#### Task prompt
Copy out only the material from the line with "Objective — for every instance of the wooden" through the end, putting "timber plank surface" in place of "wooden plank surface" and keeping everything else the same.

>> START Data entries

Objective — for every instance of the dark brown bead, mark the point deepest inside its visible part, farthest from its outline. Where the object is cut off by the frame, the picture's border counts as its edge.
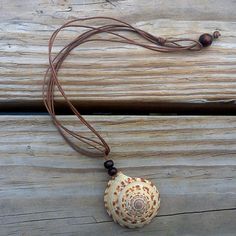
(216, 34)
(112, 171)
(205, 40)
(108, 164)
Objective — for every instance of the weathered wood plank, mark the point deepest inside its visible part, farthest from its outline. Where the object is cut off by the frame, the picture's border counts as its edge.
(46, 188)
(120, 75)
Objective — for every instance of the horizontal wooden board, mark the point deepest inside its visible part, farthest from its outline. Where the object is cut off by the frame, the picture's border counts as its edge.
(114, 75)
(47, 188)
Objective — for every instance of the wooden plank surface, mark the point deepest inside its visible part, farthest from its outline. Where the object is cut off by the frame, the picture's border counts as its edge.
(120, 75)
(47, 188)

>> END Data entries

#### Result below
Objective — for every instance of the timber plank surface, mark the point deepest inside its visible part, farthest from its outline. Where the object is cut off by the frame, the picture's border counts as its edge.
(120, 75)
(47, 188)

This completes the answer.